What you should do: Copy out every line of the records in which "would" can be found.

Stored data Block Start

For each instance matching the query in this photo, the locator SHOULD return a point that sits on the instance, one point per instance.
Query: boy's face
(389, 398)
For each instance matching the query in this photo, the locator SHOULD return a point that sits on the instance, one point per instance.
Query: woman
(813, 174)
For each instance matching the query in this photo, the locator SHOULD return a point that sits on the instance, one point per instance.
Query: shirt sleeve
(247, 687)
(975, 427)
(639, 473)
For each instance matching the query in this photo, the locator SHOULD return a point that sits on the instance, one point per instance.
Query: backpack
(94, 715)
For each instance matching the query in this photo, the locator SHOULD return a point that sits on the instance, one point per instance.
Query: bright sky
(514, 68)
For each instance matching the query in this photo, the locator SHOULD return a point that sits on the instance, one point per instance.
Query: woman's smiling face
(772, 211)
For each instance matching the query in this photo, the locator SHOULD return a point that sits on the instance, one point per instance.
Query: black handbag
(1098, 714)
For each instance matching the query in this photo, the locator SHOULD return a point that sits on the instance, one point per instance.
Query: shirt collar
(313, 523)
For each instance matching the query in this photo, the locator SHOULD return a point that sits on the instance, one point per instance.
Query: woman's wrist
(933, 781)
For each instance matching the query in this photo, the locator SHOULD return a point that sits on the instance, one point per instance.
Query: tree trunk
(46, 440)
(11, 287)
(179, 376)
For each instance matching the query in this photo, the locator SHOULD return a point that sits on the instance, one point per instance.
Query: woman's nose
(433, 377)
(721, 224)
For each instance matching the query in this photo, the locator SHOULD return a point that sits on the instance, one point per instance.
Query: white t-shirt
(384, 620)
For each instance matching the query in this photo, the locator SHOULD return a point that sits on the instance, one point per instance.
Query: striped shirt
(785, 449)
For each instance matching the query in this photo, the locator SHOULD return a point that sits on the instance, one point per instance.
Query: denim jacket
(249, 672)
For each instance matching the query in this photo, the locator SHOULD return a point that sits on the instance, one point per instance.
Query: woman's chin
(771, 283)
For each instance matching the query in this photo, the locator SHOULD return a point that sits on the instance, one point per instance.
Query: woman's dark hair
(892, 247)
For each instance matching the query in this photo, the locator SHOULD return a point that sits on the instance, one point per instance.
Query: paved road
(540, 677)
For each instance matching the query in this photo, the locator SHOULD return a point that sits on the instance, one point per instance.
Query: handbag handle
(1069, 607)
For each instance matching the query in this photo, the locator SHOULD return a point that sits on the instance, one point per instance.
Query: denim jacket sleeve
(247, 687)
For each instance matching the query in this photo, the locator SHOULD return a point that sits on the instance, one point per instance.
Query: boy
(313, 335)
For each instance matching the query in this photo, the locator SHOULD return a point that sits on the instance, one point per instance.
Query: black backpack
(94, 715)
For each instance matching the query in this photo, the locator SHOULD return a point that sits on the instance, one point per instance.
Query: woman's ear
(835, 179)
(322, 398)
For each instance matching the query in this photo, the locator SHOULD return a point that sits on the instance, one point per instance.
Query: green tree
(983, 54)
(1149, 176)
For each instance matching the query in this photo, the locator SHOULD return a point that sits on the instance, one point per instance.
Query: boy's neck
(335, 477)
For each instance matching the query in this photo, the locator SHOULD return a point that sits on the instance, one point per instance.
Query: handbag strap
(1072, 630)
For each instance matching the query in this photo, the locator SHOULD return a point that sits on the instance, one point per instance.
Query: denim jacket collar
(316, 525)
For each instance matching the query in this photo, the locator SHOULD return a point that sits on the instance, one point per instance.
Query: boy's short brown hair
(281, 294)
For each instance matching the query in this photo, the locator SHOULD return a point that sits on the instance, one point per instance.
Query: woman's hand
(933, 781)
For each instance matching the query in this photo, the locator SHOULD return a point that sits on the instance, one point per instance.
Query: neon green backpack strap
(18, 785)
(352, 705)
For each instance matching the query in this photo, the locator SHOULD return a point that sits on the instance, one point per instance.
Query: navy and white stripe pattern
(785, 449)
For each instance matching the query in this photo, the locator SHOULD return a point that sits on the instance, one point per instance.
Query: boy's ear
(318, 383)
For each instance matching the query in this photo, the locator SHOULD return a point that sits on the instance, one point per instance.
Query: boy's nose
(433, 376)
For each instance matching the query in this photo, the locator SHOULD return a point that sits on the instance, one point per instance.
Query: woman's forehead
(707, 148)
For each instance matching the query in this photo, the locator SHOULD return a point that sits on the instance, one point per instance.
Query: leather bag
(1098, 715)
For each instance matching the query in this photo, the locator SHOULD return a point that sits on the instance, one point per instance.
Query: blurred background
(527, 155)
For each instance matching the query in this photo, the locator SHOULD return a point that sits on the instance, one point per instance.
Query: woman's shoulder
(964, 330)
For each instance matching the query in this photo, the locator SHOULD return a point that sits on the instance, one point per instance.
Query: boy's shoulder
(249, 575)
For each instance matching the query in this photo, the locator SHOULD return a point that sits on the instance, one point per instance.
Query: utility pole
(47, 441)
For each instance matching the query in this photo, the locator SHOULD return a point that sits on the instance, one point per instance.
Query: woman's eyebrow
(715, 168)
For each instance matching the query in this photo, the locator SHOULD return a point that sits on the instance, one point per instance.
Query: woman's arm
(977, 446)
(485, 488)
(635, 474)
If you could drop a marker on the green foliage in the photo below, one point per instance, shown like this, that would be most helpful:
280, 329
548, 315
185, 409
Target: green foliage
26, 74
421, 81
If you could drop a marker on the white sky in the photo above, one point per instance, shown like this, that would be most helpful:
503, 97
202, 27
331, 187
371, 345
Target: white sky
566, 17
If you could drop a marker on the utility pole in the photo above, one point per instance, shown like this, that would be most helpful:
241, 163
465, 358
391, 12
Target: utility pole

Stored data Block End

Response for this exercise:
If you could drop a marker on the green foliage in the photo below, one point per instance, shown like this, that would be most helpful:
If you could drop a marker on the white sky in the photo above, one point per instance, shown like this, that would be most helpful:
If you could drop a marker on the utility pole in the photo above, one point per instance, shown like this, that would be most helpful:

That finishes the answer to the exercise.